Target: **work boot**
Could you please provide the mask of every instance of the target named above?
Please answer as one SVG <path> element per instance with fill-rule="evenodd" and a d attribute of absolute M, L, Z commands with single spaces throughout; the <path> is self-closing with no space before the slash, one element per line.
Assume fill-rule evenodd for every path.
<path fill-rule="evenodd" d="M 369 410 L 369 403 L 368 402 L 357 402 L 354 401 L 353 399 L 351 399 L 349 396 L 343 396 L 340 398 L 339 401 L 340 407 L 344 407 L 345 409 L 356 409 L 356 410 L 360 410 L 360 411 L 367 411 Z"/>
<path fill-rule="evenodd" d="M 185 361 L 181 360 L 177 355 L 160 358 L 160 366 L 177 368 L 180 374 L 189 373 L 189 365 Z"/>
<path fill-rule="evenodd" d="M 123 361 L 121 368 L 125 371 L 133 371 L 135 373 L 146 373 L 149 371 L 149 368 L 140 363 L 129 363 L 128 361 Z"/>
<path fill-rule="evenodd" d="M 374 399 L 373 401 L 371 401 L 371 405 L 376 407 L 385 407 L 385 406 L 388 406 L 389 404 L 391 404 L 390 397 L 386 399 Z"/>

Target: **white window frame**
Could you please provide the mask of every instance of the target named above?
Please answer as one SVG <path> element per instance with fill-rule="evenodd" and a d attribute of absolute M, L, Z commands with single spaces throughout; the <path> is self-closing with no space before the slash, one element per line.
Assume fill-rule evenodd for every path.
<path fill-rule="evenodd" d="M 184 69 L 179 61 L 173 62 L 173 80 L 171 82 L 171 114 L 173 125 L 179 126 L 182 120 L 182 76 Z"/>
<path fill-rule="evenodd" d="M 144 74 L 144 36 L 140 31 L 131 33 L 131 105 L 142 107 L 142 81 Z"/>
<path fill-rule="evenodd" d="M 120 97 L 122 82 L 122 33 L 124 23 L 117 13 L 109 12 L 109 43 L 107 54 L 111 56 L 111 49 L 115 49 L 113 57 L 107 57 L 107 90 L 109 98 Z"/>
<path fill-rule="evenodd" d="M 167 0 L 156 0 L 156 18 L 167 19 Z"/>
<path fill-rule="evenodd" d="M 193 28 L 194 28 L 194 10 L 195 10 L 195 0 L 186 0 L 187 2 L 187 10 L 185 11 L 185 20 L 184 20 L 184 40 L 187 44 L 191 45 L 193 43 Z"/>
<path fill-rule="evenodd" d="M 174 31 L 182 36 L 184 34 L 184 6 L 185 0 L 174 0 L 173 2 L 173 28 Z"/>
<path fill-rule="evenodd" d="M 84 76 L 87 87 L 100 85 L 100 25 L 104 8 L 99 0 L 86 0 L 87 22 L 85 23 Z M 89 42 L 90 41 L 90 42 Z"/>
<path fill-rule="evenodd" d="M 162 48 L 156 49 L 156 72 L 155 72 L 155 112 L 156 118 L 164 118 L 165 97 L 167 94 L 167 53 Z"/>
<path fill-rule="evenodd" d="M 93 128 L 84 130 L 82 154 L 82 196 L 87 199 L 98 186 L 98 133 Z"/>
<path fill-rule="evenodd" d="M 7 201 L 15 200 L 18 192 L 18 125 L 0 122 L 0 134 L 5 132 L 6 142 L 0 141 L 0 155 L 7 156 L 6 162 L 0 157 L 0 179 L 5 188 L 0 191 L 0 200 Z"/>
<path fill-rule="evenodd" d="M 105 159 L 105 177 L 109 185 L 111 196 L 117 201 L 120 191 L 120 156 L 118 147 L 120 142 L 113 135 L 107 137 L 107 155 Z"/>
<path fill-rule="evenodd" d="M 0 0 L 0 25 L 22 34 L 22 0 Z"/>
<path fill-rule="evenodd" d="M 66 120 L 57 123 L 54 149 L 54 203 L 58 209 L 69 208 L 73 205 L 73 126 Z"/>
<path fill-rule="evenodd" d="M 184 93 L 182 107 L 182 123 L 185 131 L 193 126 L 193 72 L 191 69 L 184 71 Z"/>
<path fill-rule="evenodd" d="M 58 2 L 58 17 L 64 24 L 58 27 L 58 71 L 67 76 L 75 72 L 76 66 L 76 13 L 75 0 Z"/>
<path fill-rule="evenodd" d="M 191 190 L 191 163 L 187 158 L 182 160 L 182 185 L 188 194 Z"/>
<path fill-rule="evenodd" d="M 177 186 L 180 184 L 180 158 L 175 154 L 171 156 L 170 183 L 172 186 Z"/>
###
● INSTRUCTIONS FOR THE TASK: Transcribe the lines above precisely, keeping each one unchanged.

● EXERCISE RESPONSE:
Target: **work boot**
Could you please provide the mask of every instance of the target named above?
Please answer as one SVG <path> element per instance with fill-rule="evenodd" and a d attribute of absolute M, L, Z commands with single spaces throughout; the <path> is self-closing with no space before the slash, one element per line.
Assume fill-rule evenodd for every path.
<path fill-rule="evenodd" d="M 369 410 L 369 403 L 368 402 L 357 402 L 354 401 L 353 399 L 351 399 L 349 396 L 343 396 L 340 398 L 339 401 L 340 407 L 344 407 L 345 409 L 356 409 L 356 410 L 360 410 L 360 411 L 367 411 Z"/>
<path fill-rule="evenodd" d="M 185 361 L 181 360 L 177 355 L 160 358 L 160 366 L 177 368 L 180 374 L 189 373 L 189 365 Z"/>
<path fill-rule="evenodd" d="M 123 361 L 121 368 L 125 371 L 133 371 L 135 373 L 146 373 L 149 371 L 149 368 L 140 363 L 129 363 L 128 361 Z"/>
<path fill-rule="evenodd" d="M 374 399 L 373 401 L 371 401 L 371 405 L 376 407 L 385 407 L 385 406 L 388 406 L 389 404 L 391 404 L 390 397 L 386 399 Z"/>

Target: **white window frame**
Could you please provide the mask of every instance of the target named above?
Please answer as one SVG <path> element per instance with fill-rule="evenodd" and a d attribute of absolute M, L, Z commands with single spaces throughout; the <path> is self-closing with no space before the slash, one element per line.
Assume fill-rule evenodd for every path.
<path fill-rule="evenodd" d="M 184 69 L 179 61 L 173 62 L 173 80 L 171 82 L 171 114 L 173 125 L 179 126 L 182 120 L 182 76 Z"/>
<path fill-rule="evenodd" d="M 144 74 L 144 36 L 140 31 L 131 33 L 131 105 L 142 107 L 142 81 Z"/>
<path fill-rule="evenodd" d="M 120 97 L 122 82 L 122 33 L 124 23 L 117 13 L 109 12 L 109 43 L 107 54 L 111 56 L 111 49 L 115 49 L 113 57 L 107 57 L 107 90 L 109 98 Z"/>
<path fill-rule="evenodd" d="M 167 0 L 156 0 L 156 18 L 167 19 Z"/>
<path fill-rule="evenodd" d="M 193 28 L 194 28 L 194 10 L 195 10 L 195 0 L 186 0 L 187 2 L 187 10 L 185 11 L 185 20 L 184 20 L 184 40 L 187 44 L 191 45 L 193 43 Z"/>
<path fill-rule="evenodd" d="M 174 31 L 182 36 L 184 34 L 184 6 L 185 0 L 174 0 L 173 2 L 173 28 Z"/>
<path fill-rule="evenodd" d="M 84 76 L 87 87 L 100 85 L 100 25 L 104 8 L 99 0 L 86 0 L 87 22 L 85 23 Z M 89 42 L 90 41 L 90 42 Z"/>
<path fill-rule="evenodd" d="M 162 48 L 156 49 L 156 72 L 155 72 L 155 112 L 156 118 L 164 118 L 165 97 L 167 94 L 167 53 Z"/>
<path fill-rule="evenodd" d="M 93 128 L 84 130 L 82 154 L 82 196 L 87 199 L 98 186 L 98 133 Z"/>
<path fill-rule="evenodd" d="M 7 201 L 15 200 L 18 192 L 18 125 L 0 122 L 0 134 L 5 132 L 6 142 L 0 141 L 0 155 L 7 156 L 6 162 L 0 157 L 0 179 L 5 188 L 0 191 L 0 200 Z"/>
<path fill-rule="evenodd" d="M 105 159 L 105 177 L 109 185 L 111 196 L 117 201 L 120 191 L 120 156 L 118 147 L 120 142 L 113 135 L 107 137 L 107 155 Z"/>
<path fill-rule="evenodd" d="M 0 0 L 0 25 L 22 34 L 22 0 Z"/>
<path fill-rule="evenodd" d="M 66 120 L 57 123 L 54 149 L 54 203 L 58 209 L 69 208 L 73 205 L 73 126 Z"/>
<path fill-rule="evenodd" d="M 184 93 L 182 107 L 182 123 L 185 131 L 193 126 L 193 72 L 191 69 L 184 71 Z"/>
<path fill-rule="evenodd" d="M 58 2 L 58 17 L 64 24 L 58 27 L 58 71 L 67 76 L 75 72 L 76 66 L 76 13 L 75 0 Z"/>
<path fill-rule="evenodd" d="M 191 190 L 191 163 L 187 158 L 182 160 L 182 185 L 188 194 Z"/>
<path fill-rule="evenodd" d="M 177 186 L 180 184 L 180 158 L 175 154 L 171 156 L 170 183 L 172 186 Z"/>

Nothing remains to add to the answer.